* **EXERCISE GOAL**
Retype all of the data. Every line must match exactly.

* **RECORD EXCERPTS**

= Beginning of Section =

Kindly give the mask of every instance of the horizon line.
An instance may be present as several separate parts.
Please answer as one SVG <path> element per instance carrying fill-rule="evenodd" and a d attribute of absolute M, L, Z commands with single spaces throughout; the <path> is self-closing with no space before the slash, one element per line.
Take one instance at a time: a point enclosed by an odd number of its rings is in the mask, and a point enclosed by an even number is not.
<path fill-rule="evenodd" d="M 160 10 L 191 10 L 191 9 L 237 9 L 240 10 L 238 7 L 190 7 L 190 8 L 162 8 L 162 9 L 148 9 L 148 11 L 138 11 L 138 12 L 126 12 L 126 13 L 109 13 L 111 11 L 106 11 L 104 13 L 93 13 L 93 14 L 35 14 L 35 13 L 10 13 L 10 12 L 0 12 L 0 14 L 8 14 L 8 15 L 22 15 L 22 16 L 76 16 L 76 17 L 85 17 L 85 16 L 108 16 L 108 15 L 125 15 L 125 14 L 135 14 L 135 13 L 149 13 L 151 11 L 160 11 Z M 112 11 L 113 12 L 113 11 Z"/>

= End of Section =

* **RESULT OF THIS TASK**
Kindly give the mask of every instance of the horizon line.
An instance may be present as several separate parts.
Please answer as one SVG <path> element per instance carrying fill-rule="evenodd" and a d attribute of absolute M, L, Z commands with single spaces throughout; the <path> is self-closing with no space before the slash, one element per line.
Take one instance at a time: a point enclosed by an odd number of its rings is in the mask, and a point enclosed by an even number is not.
<path fill-rule="evenodd" d="M 160 10 L 191 10 L 191 9 L 237 9 L 240 10 L 238 7 L 190 7 L 190 8 L 162 8 L 162 9 L 148 9 L 148 11 L 138 11 L 138 12 L 126 12 L 126 13 L 109 13 L 111 11 L 106 11 L 104 13 L 93 13 L 93 14 L 35 14 L 35 13 L 10 13 L 10 12 L 0 12 L 0 14 L 8 14 L 8 15 L 22 15 L 22 16 L 76 16 L 76 17 L 85 17 L 85 16 L 108 16 L 108 15 L 125 15 L 125 14 L 135 14 L 135 13 L 149 13 L 151 11 L 160 11 Z M 112 11 L 113 12 L 113 11 Z"/>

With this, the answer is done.